- [ASSIGNMENT]
Output every line of the entries from the line containing "The output is" through the last, exactly, with no other content.

- [INPUT]
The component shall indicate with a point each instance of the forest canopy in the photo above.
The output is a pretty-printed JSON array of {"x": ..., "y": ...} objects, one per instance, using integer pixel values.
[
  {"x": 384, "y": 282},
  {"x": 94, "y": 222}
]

- [WRITTEN ANSWER]
The output is a pretty-printed JSON array of {"x": ..., "y": ...} objects, one per instance, using integer pixel values.
[
  {"x": 384, "y": 282},
  {"x": 94, "y": 222}
]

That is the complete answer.